Stored dataset items
------------

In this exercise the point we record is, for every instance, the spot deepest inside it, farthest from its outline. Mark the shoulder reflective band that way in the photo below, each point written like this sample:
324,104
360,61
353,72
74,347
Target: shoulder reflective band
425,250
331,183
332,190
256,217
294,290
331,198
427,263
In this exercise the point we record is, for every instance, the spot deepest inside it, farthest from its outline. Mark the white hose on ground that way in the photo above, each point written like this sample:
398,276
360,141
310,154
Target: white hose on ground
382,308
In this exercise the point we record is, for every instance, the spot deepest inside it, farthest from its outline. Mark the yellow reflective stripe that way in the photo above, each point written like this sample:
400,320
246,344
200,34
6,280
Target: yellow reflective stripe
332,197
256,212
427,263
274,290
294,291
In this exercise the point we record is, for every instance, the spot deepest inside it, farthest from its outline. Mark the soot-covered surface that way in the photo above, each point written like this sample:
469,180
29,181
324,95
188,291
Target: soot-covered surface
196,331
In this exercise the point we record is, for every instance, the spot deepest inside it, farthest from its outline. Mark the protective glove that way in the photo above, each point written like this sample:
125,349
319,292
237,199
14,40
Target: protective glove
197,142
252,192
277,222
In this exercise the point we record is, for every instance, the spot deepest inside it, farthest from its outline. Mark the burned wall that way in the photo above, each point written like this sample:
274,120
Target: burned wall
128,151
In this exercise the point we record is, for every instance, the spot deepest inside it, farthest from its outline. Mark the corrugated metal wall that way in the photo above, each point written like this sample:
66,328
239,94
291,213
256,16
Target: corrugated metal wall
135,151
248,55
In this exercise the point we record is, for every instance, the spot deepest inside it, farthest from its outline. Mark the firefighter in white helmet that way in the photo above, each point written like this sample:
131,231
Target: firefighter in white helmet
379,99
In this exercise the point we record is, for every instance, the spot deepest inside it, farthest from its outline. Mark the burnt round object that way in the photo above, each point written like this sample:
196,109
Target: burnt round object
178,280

------------

Directions for this task: The answer must be every record above, repeated exactly as written.

Response box:
In this exercise the point we record is, for every instance, the spot deepest inside it, farthest from its outline. Mark the shoulder reflective band that way in the photo below, each point written like this sample:
324,104
360,61
353,72
74,347
Target: shoulder reflective band
425,250
331,183
332,190
256,217
294,290
331,198
427,263
In this exercise the point we record is, for every instance, the spot deepest inside it, farthest from its outline. Mark the white hose on ground that way in the photo above, each point written like this sample:
398,276
360,141
310,154
Target: white hose on ground
382,308
In this exercise the point we record is, for every instance, the spot deepest inside it, farthest from its outline. Mark the yellow reflective stripe that way in the photo above, each point written like this sample:
400,320
246,344
200,34
6,280
Target: yellow reflective stripe
332,197
256,212
427,263
274,290
294,291
In this exercise the point we record is, for every instance, the spot deepest inside it, farthest from its outline. Mark the soot-covered surface that way in the photo above, each point written like this sample:
469,180
29,181
324,95
188,291
Target: soot-covered surface
196,331
In this exercise the point we record is, for every instance, the spot deepest inside it, farthest from its outline. Mark the protective glove that way in the photo above, each point written like this sample:
125,349
319,292
237,199
14,40
Target: protective glove
197,142
252,192
277,222
In this exercise the point we record is, for every instance, the spot deepest inside it, farthest from its outline. Mark the burned wall that way in the photo above, each point written like this sample:
274,120
Target: burned wall
128,151
In this exercise the point we record is, for every instance, the spot deepest inside it, farthest from its outline. Mark the corrugated metal wall that way in the photo above, each point written like this sample:
66,328
239,94
291,213
256,16
Target: corrugated metal wall
135,151
248,55
In this exercise the point we record is, for every instance, the spot deepest inside it, farthest from its outline. Mark the firefighter in white helmet that way in the photo above, each point written like this sample:
131,231
Target: firefighter in white helmet
379,99
In this exercise the point we record is, for every instance, the spot deepest inside it, farthest from its outline. Mark the burnt round object that way in the photo above, each point written like this sample:
196,109
Target: burnt round object
178,280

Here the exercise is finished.